====== EXTRACTED ENTRIES
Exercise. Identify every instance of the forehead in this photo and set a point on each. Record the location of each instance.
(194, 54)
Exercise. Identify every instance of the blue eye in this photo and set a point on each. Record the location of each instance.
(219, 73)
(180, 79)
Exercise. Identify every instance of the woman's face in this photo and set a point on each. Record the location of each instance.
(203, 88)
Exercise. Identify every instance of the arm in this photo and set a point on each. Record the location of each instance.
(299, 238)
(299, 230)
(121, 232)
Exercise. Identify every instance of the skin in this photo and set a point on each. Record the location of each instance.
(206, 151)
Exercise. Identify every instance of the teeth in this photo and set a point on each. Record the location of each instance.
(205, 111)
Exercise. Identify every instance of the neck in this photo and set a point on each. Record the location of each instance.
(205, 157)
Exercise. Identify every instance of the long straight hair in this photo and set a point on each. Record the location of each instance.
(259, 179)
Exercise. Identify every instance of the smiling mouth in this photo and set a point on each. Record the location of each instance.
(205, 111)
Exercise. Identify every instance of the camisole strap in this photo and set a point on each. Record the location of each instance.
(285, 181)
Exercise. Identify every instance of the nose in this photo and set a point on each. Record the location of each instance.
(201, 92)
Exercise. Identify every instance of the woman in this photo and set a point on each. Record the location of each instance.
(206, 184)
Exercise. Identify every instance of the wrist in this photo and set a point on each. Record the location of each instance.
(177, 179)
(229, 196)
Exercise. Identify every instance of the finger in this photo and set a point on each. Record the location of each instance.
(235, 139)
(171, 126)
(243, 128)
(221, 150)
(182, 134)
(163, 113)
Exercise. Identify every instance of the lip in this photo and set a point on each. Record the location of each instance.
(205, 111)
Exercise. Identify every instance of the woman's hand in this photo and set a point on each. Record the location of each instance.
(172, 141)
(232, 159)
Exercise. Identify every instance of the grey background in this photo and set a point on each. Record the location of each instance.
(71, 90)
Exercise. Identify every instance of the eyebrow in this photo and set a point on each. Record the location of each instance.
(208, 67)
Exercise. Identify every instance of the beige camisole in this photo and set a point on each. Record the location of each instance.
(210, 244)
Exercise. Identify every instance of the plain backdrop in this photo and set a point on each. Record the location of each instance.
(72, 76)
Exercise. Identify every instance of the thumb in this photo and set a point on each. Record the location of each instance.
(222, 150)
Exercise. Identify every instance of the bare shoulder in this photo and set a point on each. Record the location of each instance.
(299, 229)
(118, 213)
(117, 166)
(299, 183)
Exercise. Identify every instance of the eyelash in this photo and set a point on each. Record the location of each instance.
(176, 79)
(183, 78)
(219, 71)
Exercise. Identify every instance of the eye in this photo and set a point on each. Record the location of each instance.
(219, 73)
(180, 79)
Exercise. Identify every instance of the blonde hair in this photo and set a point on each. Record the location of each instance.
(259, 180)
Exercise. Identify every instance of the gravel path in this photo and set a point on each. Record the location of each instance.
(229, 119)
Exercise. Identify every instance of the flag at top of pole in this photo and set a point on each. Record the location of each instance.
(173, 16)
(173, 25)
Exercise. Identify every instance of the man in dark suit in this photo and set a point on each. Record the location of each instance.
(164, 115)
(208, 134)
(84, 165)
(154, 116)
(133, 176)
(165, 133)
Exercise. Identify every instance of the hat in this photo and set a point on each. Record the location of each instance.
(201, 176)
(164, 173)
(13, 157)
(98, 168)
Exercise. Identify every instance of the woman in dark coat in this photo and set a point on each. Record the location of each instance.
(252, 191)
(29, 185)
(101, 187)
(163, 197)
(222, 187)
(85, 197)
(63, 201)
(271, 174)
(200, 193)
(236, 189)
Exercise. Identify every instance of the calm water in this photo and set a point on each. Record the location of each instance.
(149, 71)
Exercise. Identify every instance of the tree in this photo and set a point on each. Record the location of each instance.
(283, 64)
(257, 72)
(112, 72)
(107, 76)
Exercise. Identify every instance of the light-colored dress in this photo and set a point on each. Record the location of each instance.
============
HOW TO COMPLETE THIS TASK:
The material is to be written out once more, exactly and in full.

EXERCISE RESPONSE:
Exercise. Identify every instance of the forehead in this photo and set a point on each. Record the location of each instance.
(194, 54)
Exercise. Identify every instance of the blue eye in this photo and set a point on each. Record the location of each instance.
(219, 73)
(180, 79)
Exercise. Identify every instance of the woman's face in this photo and set a point on each. Record the location of each instance.
(203, 88)
Exercise. Identify every instance of the arm in this photo and set a point on each. Record the location of each instance.
(299, 238)
(299, 230)
(121, 232)
Exercise. Identify every instance of the skin in this photo and set a point on each. Record the location of each instance.
(206, 151)
Exercise. Identify every instance of the teeth in this photo and set a point on each. Record the location of each instance.
(205, 111)
Exercise. Identify every instance of the neck in this photo and set a point on each. Record the location of each instance.
(205, 157)
Exercise. Identify every instance of the long straight hair in this photo and set a point on each. Record the location of each instance.
(259, 179)
Exercise. Identify every instance of the smiling mouth in this photo and set a point on each. Record the location of each instance.
(205, 111)
Exercise. Identify every instance of the camisole strap in this photo and set a point on each. Record the location of each instance.
(285, 181)
Exercise. Identify every instance of the nose in this photo and set a point on each. Record the location of each instance.
(201, 92)
Exercise. Identify every instance of the woman in this photo and set a point on each. Record the location of each instance.
(206, 184)
Exercise. Identify every instance of the wrist in this photo and set a point on each. Record the location of each instance.
(177, 179)
(229, 196)
Exercise. Identify every instance of the finger in this photo and set a point on each. Record the location of each instance.
(235, 139)
(171, 126)
(243, 128)
(221, 150)
(182, 134)
(163, 113)
Exercise. Identify every instance of the lip in this photo and set a point on each. Record the location of each instance.
(205, 111)
Exercise. Identify every instance of the woman's hand in this photo and set a point on each. Record the location of each instance.
(172, 141)
(232, 159)
Exercise. Identify every instance of the grey background in this photo and set a point on each. Record the location of each instance.
(71, 90)
Exercise. Identify every instance of the eyebrow in this photo and set a point on each. Record the location of each instance.
(208, 67)
Exercise. Identify every instance of the beige camisole in this photo and set a point on each. Record the location of each instance.
(210, 244)
Exercise. Identify every instance of the plain backdrop in this photo and set a point on each. Record the location of each instance.
(72, 76)
Exercise. Identify every instance of the thumb in this photo and set a point on each. Record the location of each instance.
(222, 150)
Exercise. Identify every instance of the bare shoulder in this photo and set a point on each. Record the location of each instance.
(299, 229)
(118, 213)
(117, 166)
(299, 183)
Exercise. Identify every instance of the eyelash in this photo and set a point on each. Record the location of each instance.
(176, 79)
(183, 78)
(219, 71)
Exercise. Identify every instance of the eye in this photo and set a point on each. Record the location of each instance.
(219, 73)
(180, 79)
Exercise. Identify every instance of the blonde hair in this photo and set a point on each. Record the location of each instance.
(259, 180)
Exercise. Identify every instance of the gravel path in this photo and set a point on each. Record the location of each instance.
(229, 119)
Exercise. Identify every instance of the flag at top of pole in this photo and set a point on each. Record the location of each instance.
(173, 16)
(173, 25)
Exercise. Identify every instance of the man in dark suit in this photo and set a point on each. Record the location of each instance.
(164, 115)
(208, 134)
(84, 165)
(154, 116)
(133, 176)
(165, 133)
Exercise. Identify every instance of the hat in this photo and set a point on each. Record the location of each instance.
(201, 176)
(164, 173)
(13, 157)
(98, 168)
Exercise. Identify every instance of the woman in dark coat in this photo and set a point on each. Record the location of each instance.
(252, 191)
(29, 185)
(101, 187)
(163, 197)
(222, 187)
(85, 197)
(63, 201)
(271, 174)
(200, 193)
(236, 189)
Exercise. Identify every instance of the calm water in this photo and set a point on each. Record the location of each instance.
(149, 71)
Exercise. Identify every instance of the tree in this photo and set a point on each. Record the location of each instance.
(283, 64)
(257, 72)
(112, 72)
(107, 76)
Exercise. Identify every instance of the light-colored dress in this photo and set a point on each. Record the location of each instance.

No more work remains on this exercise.